### Текст для чтения
⁂

С Галушкиным мы познакомились в конце 1988 года, когда я был принят на работу в Отдел библиографии и источниковедения Института мировой литературы. В тот период Отдел расширялся, и в нем появилось довольно много новых сотрудников. Саша начал работать там незадолго до меня. По­скольку разница в возрасте у нас была относительно небольшая, а взгляды и интересы часто совпадали, мы легко и регулярно общались. В нашей группе по советской периодике 1920-х годов были еще два человека, с которыми Сашу и меня связывали дружеские отношения: Давид Фельдман и Констан­тин Поливанов. Я даже в шутку называл нашу четверку мушкетерской. Как самому младшему, мне больше всего подходила роль д’Артаньяна, корпулент­ному Давиду — Портоса, многодетному Косте — Арамиса, а молчуну Галуш­кину — Атоса.

⁂

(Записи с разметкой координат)
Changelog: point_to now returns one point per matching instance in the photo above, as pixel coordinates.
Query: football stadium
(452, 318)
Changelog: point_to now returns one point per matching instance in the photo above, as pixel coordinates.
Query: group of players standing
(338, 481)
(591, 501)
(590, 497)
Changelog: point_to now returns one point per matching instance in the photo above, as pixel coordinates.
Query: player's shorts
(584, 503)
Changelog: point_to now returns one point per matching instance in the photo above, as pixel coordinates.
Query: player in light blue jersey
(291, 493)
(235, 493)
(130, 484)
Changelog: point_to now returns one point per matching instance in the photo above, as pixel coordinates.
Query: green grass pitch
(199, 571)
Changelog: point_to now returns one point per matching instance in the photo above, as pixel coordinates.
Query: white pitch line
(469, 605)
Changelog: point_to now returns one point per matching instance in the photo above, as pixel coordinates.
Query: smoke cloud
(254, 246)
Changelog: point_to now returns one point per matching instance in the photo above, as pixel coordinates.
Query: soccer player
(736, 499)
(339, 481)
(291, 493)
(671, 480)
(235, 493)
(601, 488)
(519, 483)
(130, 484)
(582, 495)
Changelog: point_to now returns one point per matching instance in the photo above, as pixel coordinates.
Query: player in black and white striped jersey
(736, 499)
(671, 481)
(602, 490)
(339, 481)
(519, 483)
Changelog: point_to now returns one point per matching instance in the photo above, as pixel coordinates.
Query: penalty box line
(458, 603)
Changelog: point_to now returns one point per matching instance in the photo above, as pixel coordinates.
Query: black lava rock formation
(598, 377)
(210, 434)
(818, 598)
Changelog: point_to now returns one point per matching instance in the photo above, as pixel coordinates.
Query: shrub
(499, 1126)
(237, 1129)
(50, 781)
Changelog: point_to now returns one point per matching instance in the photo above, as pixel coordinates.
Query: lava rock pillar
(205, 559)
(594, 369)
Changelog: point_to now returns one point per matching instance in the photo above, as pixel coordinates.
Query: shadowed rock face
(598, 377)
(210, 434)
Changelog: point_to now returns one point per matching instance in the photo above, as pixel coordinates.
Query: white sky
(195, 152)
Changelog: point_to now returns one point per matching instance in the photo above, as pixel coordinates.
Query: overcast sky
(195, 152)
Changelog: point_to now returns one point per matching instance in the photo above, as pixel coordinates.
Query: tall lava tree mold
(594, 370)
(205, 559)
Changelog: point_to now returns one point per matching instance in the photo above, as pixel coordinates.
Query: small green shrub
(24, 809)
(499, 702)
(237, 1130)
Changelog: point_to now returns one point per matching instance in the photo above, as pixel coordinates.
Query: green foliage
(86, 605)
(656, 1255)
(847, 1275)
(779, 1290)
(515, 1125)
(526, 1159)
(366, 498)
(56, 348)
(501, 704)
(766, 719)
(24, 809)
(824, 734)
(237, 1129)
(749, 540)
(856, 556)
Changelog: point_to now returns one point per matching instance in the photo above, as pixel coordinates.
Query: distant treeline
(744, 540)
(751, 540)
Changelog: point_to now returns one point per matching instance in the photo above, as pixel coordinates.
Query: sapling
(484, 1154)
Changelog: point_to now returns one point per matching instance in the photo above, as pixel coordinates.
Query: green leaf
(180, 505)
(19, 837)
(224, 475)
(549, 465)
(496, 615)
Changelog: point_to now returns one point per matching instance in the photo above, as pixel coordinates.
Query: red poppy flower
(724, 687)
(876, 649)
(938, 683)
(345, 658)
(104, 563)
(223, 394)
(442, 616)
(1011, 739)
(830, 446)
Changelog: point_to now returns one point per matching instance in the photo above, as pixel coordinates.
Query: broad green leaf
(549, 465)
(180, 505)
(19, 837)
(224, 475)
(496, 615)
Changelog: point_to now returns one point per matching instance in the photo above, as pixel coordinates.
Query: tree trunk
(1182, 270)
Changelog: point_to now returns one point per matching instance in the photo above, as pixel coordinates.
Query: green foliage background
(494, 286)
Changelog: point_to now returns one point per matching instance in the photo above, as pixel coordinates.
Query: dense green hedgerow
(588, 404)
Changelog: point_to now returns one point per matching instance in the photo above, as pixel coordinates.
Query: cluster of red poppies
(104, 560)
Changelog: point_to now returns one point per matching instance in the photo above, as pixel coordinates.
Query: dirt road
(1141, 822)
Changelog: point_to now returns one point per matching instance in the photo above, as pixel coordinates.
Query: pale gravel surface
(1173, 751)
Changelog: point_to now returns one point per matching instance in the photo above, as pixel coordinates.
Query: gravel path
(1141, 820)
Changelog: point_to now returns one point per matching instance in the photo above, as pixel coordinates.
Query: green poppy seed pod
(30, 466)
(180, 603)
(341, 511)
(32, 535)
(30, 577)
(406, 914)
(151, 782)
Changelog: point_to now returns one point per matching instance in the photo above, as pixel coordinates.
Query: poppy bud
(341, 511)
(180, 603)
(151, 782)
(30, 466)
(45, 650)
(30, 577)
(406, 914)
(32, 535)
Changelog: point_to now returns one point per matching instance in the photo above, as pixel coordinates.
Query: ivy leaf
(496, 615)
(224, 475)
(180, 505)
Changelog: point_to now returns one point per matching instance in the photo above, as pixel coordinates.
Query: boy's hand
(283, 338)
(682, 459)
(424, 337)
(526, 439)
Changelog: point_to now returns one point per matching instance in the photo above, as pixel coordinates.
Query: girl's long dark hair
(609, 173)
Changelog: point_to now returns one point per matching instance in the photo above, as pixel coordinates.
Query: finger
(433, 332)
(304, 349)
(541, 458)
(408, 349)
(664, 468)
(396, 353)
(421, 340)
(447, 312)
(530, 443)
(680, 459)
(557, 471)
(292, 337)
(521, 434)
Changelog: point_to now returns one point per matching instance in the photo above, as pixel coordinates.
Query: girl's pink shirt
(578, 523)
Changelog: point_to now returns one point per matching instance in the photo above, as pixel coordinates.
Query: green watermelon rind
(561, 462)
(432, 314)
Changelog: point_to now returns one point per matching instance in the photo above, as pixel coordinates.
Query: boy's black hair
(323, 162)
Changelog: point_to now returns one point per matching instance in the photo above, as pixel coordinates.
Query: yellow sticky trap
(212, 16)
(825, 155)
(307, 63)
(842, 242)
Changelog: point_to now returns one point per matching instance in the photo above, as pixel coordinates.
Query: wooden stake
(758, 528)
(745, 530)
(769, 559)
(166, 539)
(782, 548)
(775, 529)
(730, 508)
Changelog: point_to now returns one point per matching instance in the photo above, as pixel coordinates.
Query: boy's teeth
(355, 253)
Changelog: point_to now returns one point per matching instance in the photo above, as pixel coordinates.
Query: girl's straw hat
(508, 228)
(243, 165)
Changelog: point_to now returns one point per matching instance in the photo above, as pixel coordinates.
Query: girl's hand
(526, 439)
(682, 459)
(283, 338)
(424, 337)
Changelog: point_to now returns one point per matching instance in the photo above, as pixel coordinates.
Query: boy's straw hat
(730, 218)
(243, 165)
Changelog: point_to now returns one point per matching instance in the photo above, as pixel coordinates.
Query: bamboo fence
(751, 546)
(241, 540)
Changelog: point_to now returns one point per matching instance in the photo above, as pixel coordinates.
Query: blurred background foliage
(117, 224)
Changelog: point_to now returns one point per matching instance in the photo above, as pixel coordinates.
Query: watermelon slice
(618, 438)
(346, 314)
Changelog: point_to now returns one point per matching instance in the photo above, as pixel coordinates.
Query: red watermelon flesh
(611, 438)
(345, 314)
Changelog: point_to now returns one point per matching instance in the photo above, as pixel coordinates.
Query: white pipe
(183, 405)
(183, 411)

⁂

### Задания
1: Перепишите из текста о знакомстве с Галушкиным фрагмент, начиная со слов «С Галушкиным мы» и заканчивая словами «Галуш­кину — Атоса.».
2: Назовите все имена мушкетеров, которые встречаются в тексте о знакомстве с Галушкиным.

### Ответы к заданиям
1:
С Галушкиным мы познакомились в конце 1988 года, когда я был принят на работу в Отдел библиографии и источниковедения Института мировой литературы. В тот период Отдел расширялся, и в нем появилось довольно много новых сотрудников. Саша начал работать там незадолго до меня. По­скольку разница в возрасте у нас была относительно небольшая, а взгляды и интересы часто совпадали, мы легко и регулярно общались. В нашей группе по советской периодике 1920-х годов были еще два человека, с которыми Сашу и меня связывали дружеские отношения: Давид Фельдман и Констан­тин Поливанов. Я даже в шутку называл нашу четверку мушкетерской. Как самому младшему, мне больше всего подходила роль д’Артаньяна, корпулент­ному Давиду — Портоса, многодетному Косте — Арамиса, а молчуну Галуш­кину — Атоса.

2: д’Артаньян, Портос, Арамис, Атос